* Start Records to use *

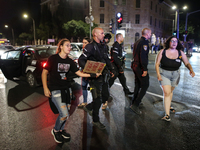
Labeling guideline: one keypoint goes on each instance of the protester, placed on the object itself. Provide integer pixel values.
(95, 51)
(117, 60)
(58, 88)
(167, 67)
(85, 81)
(139, 66)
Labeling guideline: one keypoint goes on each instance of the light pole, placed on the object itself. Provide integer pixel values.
(90, 19)
(186, 22)
(177, 20)
(6, 26)
(26, 16)
(115, 24)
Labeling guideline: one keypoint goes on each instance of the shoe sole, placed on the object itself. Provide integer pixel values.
(55, 137)
(136, 111)
(86, 110)
(66, 137)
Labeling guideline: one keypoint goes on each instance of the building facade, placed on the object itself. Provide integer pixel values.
(137, 14)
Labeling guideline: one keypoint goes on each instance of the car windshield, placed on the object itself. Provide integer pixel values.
(45, 53)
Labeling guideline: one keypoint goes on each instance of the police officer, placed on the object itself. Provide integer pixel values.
(106, 40)
(117, 60)
(96, 51)
(139, 67)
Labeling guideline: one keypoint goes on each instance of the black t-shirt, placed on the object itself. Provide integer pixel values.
(58, 71)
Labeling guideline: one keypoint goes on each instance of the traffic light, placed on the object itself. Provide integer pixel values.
(160, 1)
(111, 26)
(186, 32)
(119, 20)
(174, 33)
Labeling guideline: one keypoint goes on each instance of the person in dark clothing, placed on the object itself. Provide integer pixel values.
(106, 40)
(96, 51)
(139, 67)
(58, 67)
(117, 60)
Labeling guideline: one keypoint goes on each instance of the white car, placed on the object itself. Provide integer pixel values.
(196, 49)
(4, 48)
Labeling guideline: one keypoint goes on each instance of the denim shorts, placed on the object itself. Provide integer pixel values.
(169, 77)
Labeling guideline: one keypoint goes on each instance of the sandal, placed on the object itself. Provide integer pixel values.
(82, 105)
(105, 105)
(172, 110)
(166, 118)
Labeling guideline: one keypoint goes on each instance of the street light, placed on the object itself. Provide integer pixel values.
(6, 26)
(26, 16)
(186, 20)
(177, 20)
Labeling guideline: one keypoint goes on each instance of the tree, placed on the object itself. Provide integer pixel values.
(77, 29)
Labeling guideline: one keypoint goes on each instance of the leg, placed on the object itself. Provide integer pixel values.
(122, 80)
(58, 132)
(105, 95)
(144, 84)
(84, 89)
(168, 93)
(62, 109)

* End Records to use *

• Objective
Arrange the whole listing above as a two-column CSV with the headers instruction and points. Give one row for each "Labeling guideline" line and the points under it, put each value in one quoted field with line breaks changed to spaces, and leave out the pictures.

• Correct result
instruction,points
"Labeling guideline: one keypoint goes on each instance of the protester, placed on the object itself. Provide integer pixel values.","(95, 51) (117, 60) (58, 88) (167, 67) (85, 81) (139, 66)"
"Labeling guideline: one keypoint goes on each instance of the light pole, placed on the object itself. Provide integer pixel values.","(90, 19) (186, 22) (177, 20) (6, 26) (26, 16) (115, 24)"
"Labeling guideline: one keypoint goes on each instance of the shoe sole, placed on the object itself. Provide integer pixel values.","(55, 137) (136, 111) (86, 110) (66, 137)"
"Labeling guideline: one keypoint goes on each instance of the building facade, placed on the object itself. Provide integer pixel values.","(137, 14)"
"Labeling guideline: one keypoint goes on each instance of the car windshield, placed on the object itself. Provide integer pixel values.","(45, 53)"
"Labeling guideline: one keypoint goes on each instance of the police officer, placed on the object itself. Provide integer pixel values.","(106, 40) (117, 60) (96, 51) (139, 67)"
"Labeling guideline: one keypoint goes on each instance of the black t-shirt, placed on the object itself. Provide integer pixel values.","(58, 71)"
"Labeling guideline: one keypoint goes on each instance of the traffic light, placed on the object itself. Provide integer pixel values.","(160, 1) (111, 26) (186, 32) (119, 20) (174, 33)"
"Labeling guideline: one keypoint goes on each instance of the person in dark clothing, placed on the object itself. Provide integer pixel values.","(106, 40) (96, 51) (139, 67) (58, 67) (117, 60)"
"Labeling guideline: one keypoint goes on each instance of the white car, placed on the object itself. Provide integer pixel values.","(196, 49) (4, 48)"
"Labeling guideline: one keypoint goes on each instance of the denim shorts, placed on the object itself. Provide integer pixel values.","(169, 77)"
"Labeling guideline: one keypoint goes on each instance of the sandal, placed on the object itself. Provide integer pixel values.","(82, 105) (105, 105) (172, 110) (166, 118)"
"Labeling guideline: one keypoint goes on each instance of the street light, placed on the object itself. Provide integer pixel values.","(6, 26) (26, 16) (186, 20) (177, 20)"
"Labeling guideline: one keypoint goes on each instance of the tree, placed on the object itself. Provide integer pixel values.","(77, 29)"
"Labeling guideline: one keypoint goes on each instance of the leg, placed on the object itself. Provide integer pixel values.","(122, 80) (58, 132) (105, 95) (144, 84) (84, 89) (168, 93) (62, 109)"